§ **QUESTIONS**
a) Rewrite the paragraph of the passage on Tamil and borrowed words that begins "Words would be voluntarily borrowed" as a shorter version that keeps its main facts.
b) Reproduce part of the passage on Tamil and borrowed words with no changes, beginning at the words "Words would be" and stopping after "obsolete or obsolescent.".
c) Go on with the passage about English words entering Tamil, picking up after its final sentence.

பக்கம் எண் :

Introduction91

Words would be voluntarily borrowed by a nation from a foreign language, if at all it is done to supply a deficiency. Otherwise, they may be thrown overboard at any time. Judging by the standard of English, it is very often expressed both in the press and on the platform, that Tamil would only be enriched in proportion to the extent of its borrowings from other languages. But past experience has shown that Tamil would only be pauperised immediately and strangled to death in course of time, by indiscriminate borrowing of words. The seeming growth of Tamil owing to the intrusion of foreign words during the recent centuries, is only a morbid development similar to the swelling of a rheumatic patient, and as a result of this, many a precious Tamil word has either gone into oblivion or has become obsolete or obsolescent.

     Some persons may find justification for the inclusion of the above-mentioned English words in Tamil on the ground that they are being used in the colloquial speech. If this is taken as a criterion, then there would be no limit to the English words to be admitted into Tamil, as the present-day Tamilians have a tendency to use all the English words they know in their everyday speech. The illiterate imitate the educated persons in this respect. This bad habit has spread like an epidemic, and threatens to throttle Tamil and exterminate it in course of time, if proper and effective steps are not taken to check it immediately.

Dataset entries
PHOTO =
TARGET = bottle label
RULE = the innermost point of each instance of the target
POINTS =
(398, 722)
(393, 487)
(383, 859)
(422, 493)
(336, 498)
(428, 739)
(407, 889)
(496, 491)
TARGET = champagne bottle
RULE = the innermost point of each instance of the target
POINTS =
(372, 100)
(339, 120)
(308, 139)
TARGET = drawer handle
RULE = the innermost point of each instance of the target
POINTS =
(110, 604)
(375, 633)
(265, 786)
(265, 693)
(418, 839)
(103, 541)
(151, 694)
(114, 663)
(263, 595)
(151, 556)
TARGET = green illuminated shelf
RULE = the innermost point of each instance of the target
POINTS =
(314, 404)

§ **SOLVED PROBLEMS**
a) A nation borrows foreign words voluntarily, if at all, only to supply a deficiency, and such words may otherwise be discarded at any time. Judging by English, the press and the platform often claim that Tamil gains in proportion to how much it borrows. Past experience shows the opposite: indiscriminate borrowing would pauperise Tamil at once and strangle it in time. The apparent growth of Tamil from foreign words in recent centuries is a morbid development, like a rheumatic patient's swelling. Because of it, many precious Tamil words have been forgotten or have become obsolete or obsolescent.

b)
Words would be voluntarily borrowed by a nation from a foreign language, if at all it is done to supply a deficiency. Otherwise, they may be thrown overboard at any time. Judging by the standard of English, it is very often expressed both in the press and on the platform, that Tamil would only be enriched in proportion to the extent of its borrowings from other languages. But past experience has shown that Tamil would only be pauperised immediately and strangled to death in course of time, by indiscriminate borrowing of words. The seeming growth of Tamil owing to the intrusion of foreign words during the recent centuries, is only a morbid development similar to the swelling of a rheumatic patient, and as a result of this, many a precious Tamil word has either gone into oblivion or has become obsolete or obsolescent.

c)
     There is a wrong notion amongst a section of educated people, especially after the introduction of Discriptive Linguistics in universities, that whatever is spoken by the people constitunes the colloquial dialect. They do not know that the colloquial speech comprises two strata, the lower spoken by the masses, and the upper by the classes. Even as the conduct of the lowest order of society is not to be taken as the norm, its barbarous language also is not to be approved. Those Tamilians who cannot speak grammatical Tamil belong to the lower class of society in point of Tamil however highly educated they may be in English. Ancient grammarians defind colloquial dialect at that spoken by the highly cultured, and not by the commonalty.